● **ESTRATTO DEL DOCUMENTO**
* * * * *

Clima: Temperato - Continentale Umido (escursione termica gennaio/luglio a Varsavia -10°C/+23°C)

Ingresso all'ONU: 25 settembre 1945
Ingresso nell'UE: 1° maggio 2004
Partiti Politici principali: PiS (destra estrema), PO (centro-destra), PSL (centro-sinistra), SLD (sinistra), RP (sinistra estrema)
Indipendenza: 11 novembre 1918

LECH WAŁESA

Vi voglio parlare oggi di un grande della storia polacca ed europea, che io considero uno dei più grandi personaggi viventi. Ebbi l'onore di conoscerlo nell'ottobre del 2010 a Danzica, quando presi parte ad un progetto dal titolo Pokolenie Solidarności ovvero "Generazione Solidarietà". Un uomo semplice, innamorato della vita e della sua famiglia, è sposato con Danuta dal 1968 e ha otto figli. Un uomo che ha dedicato e rischiato la vita per la sua Nazione, affinché la Polonia tornasse ad essere libera.
Costui si chiama Lech Wałęsa, premio Nobel per la pace nel 1983, nello stesso anno in cui in Polonia fu revocata la legge marziale. Un elettricista, che sin da giovane si fece promotore dei diritti dei lavoratori all'interno del sindacato Niezależny Samorządny Związek Zawodowy Solidarności , che significa "Sindacato Autonomo e Indipendente di Solidarietà", il cui progetto politico si ispirava alla dottrina cristiano-sociale. Era il più popolare sindacato (all'inizio illegale), che si confrontava e spesso si scontrava col Partito Comunista Polacco, unico partito legale in un Paese che di fatto era uno Stato fantoccio dell'Unione Sovietica. Lech era fortemente legato alla figura di Papa Wojtyła, che incontrò diverse volte. Ma Lech lo ricordiamo soprattutto per una lunga serie di scioperi a Danzica, nei cantieri navali (Danzica, nel nordovest della Polonia, è la quarta città del Paese e dopo Lubecca e Stoccolma è il terzo porto del Mar Baltico), il primo dei quali nel 1970, che si concluse tragicamente: 80 operai furono uccisi dalla "Milicja" (così si chiamava la Polizia all'epoca). Lech per il suo comportamento "anti-socialista" fu arrestato. Nel 1976 perse il lavoro ai cantieri navali per aver raccolto delle firme per una petizione in favore dei lavoratori uccisi. Nel 1978, assieme a Andrzej Gwiazda e a Aleksander Hall, fonda la Wolne Pomorskie Związki Zawodowe , l'associazione dei sindacati liberi di Pomerania. Nel 1979 viene arrestato più volte con l'accusa di comportamenti anti statali, ma venne rilasciato nel 1980 per insufficienza di prove.

* * * * *

● **ELENCO DEI COMPITI**
[A] Secondo il testo su Lech Wałęsa, in quale anno egli ricevette il premio Nobel per la pace?
[B] Ripeta parola per parola il passo del testo su Lech Wałęsa da "Clima: Temperato - Continentale" a "RP (sinistra estrema)".

● **DATI FORNITI**

* * * * *

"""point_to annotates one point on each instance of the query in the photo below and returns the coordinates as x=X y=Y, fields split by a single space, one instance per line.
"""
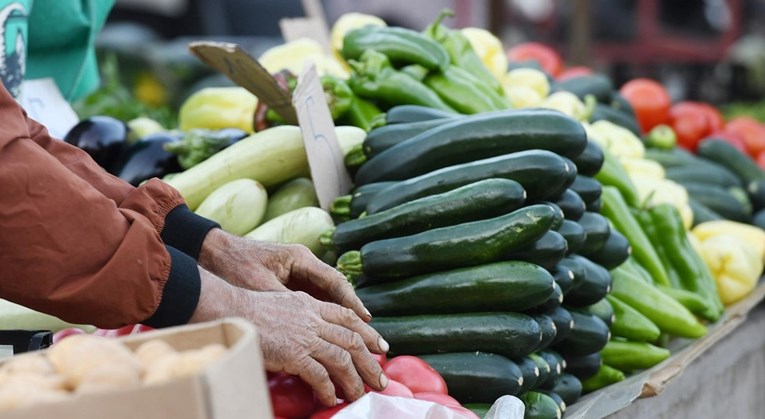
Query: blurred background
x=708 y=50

* * * * *

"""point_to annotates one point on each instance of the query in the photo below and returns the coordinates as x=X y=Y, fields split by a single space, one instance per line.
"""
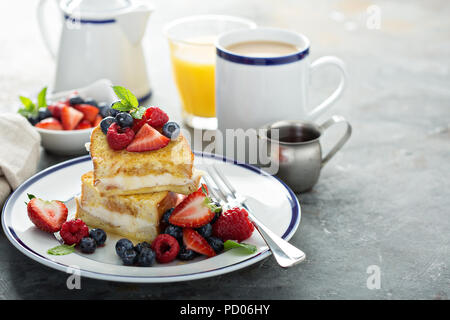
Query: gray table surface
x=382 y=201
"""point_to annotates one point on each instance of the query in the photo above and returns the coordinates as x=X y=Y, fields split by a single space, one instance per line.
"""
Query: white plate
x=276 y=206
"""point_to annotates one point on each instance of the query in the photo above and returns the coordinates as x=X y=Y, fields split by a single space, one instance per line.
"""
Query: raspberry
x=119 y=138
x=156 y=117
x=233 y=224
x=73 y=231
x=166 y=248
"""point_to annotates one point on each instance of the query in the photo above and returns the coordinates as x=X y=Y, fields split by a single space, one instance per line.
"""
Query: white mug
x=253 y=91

* * * * *

● **RISPOSTE ATTESE**
[A] Nel 1983.

[B]
Clima: Temperato - Continentale Umido (escursione termica gennaio/luglio a Varsavia -10°C/+23°C)

Ingresso all'ONU: 25 settembre 1945
Ingresso nell'UE: 1° maggio 2004
Partiti Politici principali: PiS (destra estrema), PO (centro-destra), PSL (centro-sinistra), SLD (sinistra), RP (sinistra estrema)